My Best Solution (TL;DR)

The goal is to make the benefit of learning <skill x> apparent to students so that they will want to learn it.  The best solution I’ve ever found is in showing students how to program a computer to do all of the textbook problems for them.  Geogebra is a programming environment that students can use effectively after a few minutes of training, and in my experience people love making computers do work for them.  The math comes to the forefront because now we’re making paper boxes out of a piece of paper of any size.  Now the students aren’t learning math to figure out what size to make a box (BORING) but instead they’re learning math to figure out how to get a computer to do their homework (FUN).  They’re not doing work by hand for twenty similar problems (TEDIOUS), they’re generalizing and finding patterns that the computer can make visual for them (ILLUMINATING). They’re not talking about farmers or engineers doing some problem (IRRELEVANT AND OVERLY SIMPLIFIED) but they’re learning to identify patterns and make computers work for them (REAL-LIFE DETAIL, OVERWHELMINGLY RELEVANT).

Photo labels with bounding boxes
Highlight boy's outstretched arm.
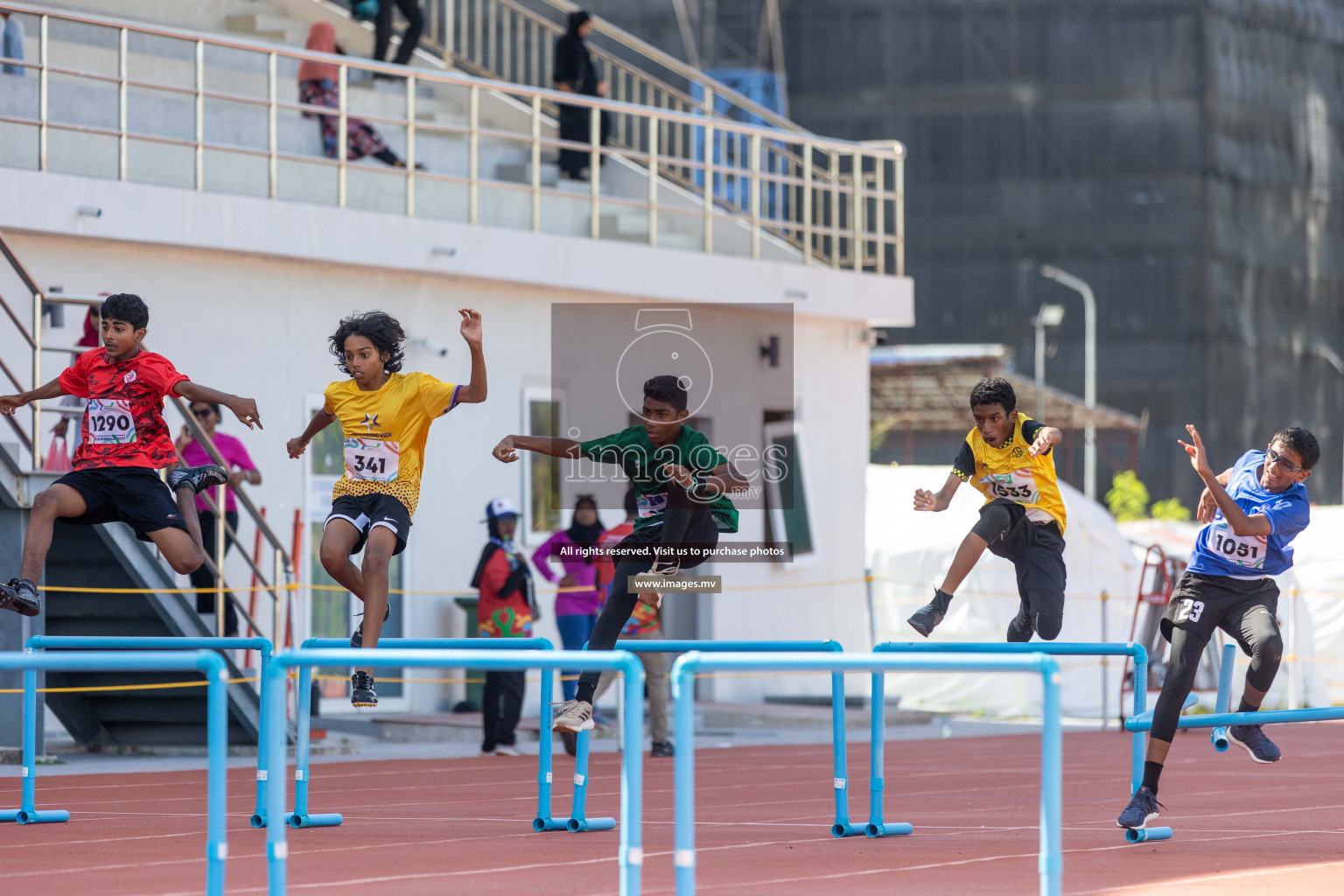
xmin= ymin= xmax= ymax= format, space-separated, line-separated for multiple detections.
xmin=915 ymin=472 xmax=967 ymax=512
xmin=172 ymin=380 xmax=265 ymax=430
xmin=457 ymin=308 xmax=486 ymax=404
xmin=0 ymin=376 xmax=66 ymax=414
xmin=285 ymin=409 xmax=336 ymax=458
xmin=1031 ymin=426 xmax=1065 ymax=457
xmin=491 ymin=435 xmax=582 ymax=464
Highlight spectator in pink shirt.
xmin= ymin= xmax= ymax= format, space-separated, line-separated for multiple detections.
xmin=532 ymin=494 xmax=606 ymax=700
xmin=178 ymin=402 xmax=261 ymax=638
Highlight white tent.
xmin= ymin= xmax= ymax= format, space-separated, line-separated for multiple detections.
xmin=867 ymin=465 xmax=1139 ymax=718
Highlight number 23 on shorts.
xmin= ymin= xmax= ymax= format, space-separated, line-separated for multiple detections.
xmin=1176 ymin=598 xmax=1204 ymax=622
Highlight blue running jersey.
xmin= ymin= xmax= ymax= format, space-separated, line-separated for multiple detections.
xmin=1186 ymin=452 xmax=1311 ymax=578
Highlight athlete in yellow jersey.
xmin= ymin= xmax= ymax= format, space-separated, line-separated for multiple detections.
xmin=288 ymin=308 xmax=485 ymax=707
xmin=908 ymin=376 xmax=1065 ymax=640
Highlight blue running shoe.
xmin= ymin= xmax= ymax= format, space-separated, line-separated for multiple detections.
xmin=1116 ymin=788 xmax=1166 ymax=830
xmin=1227 ymin=725 xmax=1284 ymax=765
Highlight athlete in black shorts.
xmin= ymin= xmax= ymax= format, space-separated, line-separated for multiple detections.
xmin=1116 ymin=426 xmax=1321 ymax=828
xmin=0 ymin=293 xmax=261 ymax=617
xmin=908 ymin=376 xmax=1066 ymax=640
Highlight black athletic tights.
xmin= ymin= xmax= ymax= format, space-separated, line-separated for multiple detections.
xmin=574 ymin=482 xmax=718 ymax=703
xmin=1148 ymin=612 xmax=1284 ymax=743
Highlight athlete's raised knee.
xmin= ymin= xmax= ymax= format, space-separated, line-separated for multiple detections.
xmin=1036 ymin=612 xmax=1065 ymax=640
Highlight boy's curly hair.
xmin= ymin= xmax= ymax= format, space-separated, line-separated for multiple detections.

◆ **Task instructions**
A. Answer these about the math-teaching excerpt:
(i) What programming environment does it name?
(ii) After how much training can students use that environment effectively?
(iii) What are students making out of a piece of paper of any size?
B. Please reproduce the lines of the entries, starting with the line containing "Highlight blue running shoe." and going on through the line containing "xmin=1227 ymin=725 xmax=1284 ymax=765", keeping each line as it stands.

◆ **Responses to the exercise**
A.
(i) Geogebra
(ii) A few minutes
(iii) Paper boxes

B.
Highlight blue running shoe.
xmin= ymin= xmax= ymax= format, space-separated, line-separated for multiple detections.
xmin=1116 ymin=788 xmax=1166 ymax=830
xmin=1227 ymin=725 xmax=1284 ymax=765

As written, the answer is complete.